[Stored dataset items]
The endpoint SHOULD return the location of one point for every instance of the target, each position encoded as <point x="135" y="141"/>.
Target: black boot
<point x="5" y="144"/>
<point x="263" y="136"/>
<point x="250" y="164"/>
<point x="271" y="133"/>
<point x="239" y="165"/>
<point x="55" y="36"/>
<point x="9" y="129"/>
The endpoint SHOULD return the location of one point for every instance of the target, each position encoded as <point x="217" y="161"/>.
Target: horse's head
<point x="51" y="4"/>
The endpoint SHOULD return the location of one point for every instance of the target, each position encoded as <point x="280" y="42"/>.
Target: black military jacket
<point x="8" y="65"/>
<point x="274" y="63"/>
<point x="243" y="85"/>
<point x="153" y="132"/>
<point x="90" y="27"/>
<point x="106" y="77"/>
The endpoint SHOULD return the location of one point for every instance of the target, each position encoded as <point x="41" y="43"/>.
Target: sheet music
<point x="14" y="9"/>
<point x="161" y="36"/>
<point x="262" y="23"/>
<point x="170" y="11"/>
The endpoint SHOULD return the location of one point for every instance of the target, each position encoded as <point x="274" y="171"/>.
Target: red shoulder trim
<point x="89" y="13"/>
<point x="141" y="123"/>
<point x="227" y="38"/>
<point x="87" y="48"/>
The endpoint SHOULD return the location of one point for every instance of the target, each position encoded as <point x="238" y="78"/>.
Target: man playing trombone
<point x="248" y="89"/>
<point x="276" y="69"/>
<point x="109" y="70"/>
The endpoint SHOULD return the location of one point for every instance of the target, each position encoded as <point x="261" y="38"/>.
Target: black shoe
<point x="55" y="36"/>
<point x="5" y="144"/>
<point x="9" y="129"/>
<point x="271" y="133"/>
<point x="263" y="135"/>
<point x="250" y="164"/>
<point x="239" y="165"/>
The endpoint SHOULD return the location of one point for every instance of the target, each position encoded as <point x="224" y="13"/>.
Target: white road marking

- PROBLEM TO SOLVE:
Please reproduce each line above exactly as written.

- WRITTEN REPLY:
The endpoint SHOULD return the location of one point for every instance of the target, each position encoded as <point x="135" y="141"/>.
Target: black boot
<point x="5" y="144"/>
<point x="263" y="136"/>
<point x="250" y="164"/>
<point x="271" y="133"/>
<point x="239" y="165"/>
<point x="55" y="36"/>
<point x="9" y="129"/>
The endpoint SHOULD return the location of one point for every instance of the target, each position encoded as <point x="217" y="161"/>.
Target: horse's head
<point x="51" y="4"/>
The endpoint SHOULD return the location of one point for every instance of the target, each position encoded as <point x="280" y="42"/>.
Target: black military jacket
<point x="8" y="65"/>
<point x="274" y="63"/>
<point x="243" y="85"/>
<point x="153" y="132"/>
<point x="90" y="27"/>
<point x="106" y="77"/>
The endpoint SHOULD return the location of one point for every instance of the target, each position encoded as <point x="41" y="43"/>.
Target: sheet music
<point x="14" y="9"/>
<point x="161" y="36"/>
<point x="262" y="23"/>
<point x="170" y="11"/>
The endpoint SHOULD return the location of one point for every instance of the target, each position encoded as <point x="274" y="171"/>.
Target: red shoulder trim
<point x="89" y="13"/>
<point x="141" y="123"/>
<point x="227" y="38"/>
<point x="87" y="48"/>
The endpoint SHOULD return the location of one point for every instance of the target, each position encoded as <point x="238" y="78"/>.
Target: man playing trombone
<point x="248" y="89"/>
<point x="276" y="69"/>
<point x="109" y="70"/>
The endpoint SHOULD return the location of one point for every instance of the target, each position encoded as <point x="261" y="38"/>.
Target: black shoe
<point x="55" y="36"/>
<point x="5" y="144"/>
<point x="9" y="129"/>
<point x="271" y="133"/>
<point x="263" y="135"/>
<point x="250" y="164"/>
<point x="239" y="165"/>
The endpoint SHOULD return the location of one point for every instance of the target, each position encoded as <point x="224" y="13"/>.
Target: white road marking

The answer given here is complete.